**Work to be completed**
Copy out the entries word for word, starting at the line that contains "compact form (190,377)." and ending at the final line of the entries, with both of those lines included.

Labels for object points:
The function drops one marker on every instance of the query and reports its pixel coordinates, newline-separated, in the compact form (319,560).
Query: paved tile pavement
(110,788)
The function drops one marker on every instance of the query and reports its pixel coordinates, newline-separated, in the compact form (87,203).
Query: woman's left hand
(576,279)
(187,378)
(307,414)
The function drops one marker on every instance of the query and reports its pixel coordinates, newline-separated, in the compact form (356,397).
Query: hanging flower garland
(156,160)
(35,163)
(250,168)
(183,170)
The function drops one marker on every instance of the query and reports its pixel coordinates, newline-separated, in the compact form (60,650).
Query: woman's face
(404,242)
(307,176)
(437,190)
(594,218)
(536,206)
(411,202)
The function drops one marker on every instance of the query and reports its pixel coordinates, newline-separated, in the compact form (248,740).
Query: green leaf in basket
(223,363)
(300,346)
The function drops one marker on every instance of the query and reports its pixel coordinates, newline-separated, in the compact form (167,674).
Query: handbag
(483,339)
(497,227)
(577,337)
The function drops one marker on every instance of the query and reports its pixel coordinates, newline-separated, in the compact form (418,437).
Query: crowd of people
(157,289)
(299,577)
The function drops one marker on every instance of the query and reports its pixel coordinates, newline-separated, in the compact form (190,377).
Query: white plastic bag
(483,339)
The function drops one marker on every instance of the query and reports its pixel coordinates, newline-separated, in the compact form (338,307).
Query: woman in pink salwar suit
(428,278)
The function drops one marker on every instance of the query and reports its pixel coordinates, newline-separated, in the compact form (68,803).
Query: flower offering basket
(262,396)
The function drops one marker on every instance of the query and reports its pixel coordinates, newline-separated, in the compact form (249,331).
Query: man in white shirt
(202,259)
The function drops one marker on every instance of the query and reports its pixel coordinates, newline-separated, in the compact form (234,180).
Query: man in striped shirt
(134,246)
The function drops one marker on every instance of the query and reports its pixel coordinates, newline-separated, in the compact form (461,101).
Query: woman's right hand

**In response**
The function drops one marker on every instance of the query and reports its pixel coordinates, newline-separated, in the compact form (190,377).
Query: white plastic bag
(483,339)
The function drops one marker on every instance of the query and reports its pixel coordinates, newline-separated, in the compact form (338,307).
Query: woman in pink salwar suit
(428,278)
The function drops one marker on every instance of the query and reports its pixel coordinates, newline-separated, in the compact form (68,803).
Query: flower offering basket
(262,396)
The function drops one marker on every instance of the query and reports its pixel coordinates, newline-separated, in the compact form (249,331).
Query: man in white shirt
(202,259)
The function drops one marker on every instance of the query and reports its pixel coordinates, newline-separated, in the compact form (234,180).
Query: man in striped shirt
(134,246)
The function drops one marker on every instance of the query and reports its pixel coordinates, newline-separated, in the compact form (461,101).
Query: woman's right hand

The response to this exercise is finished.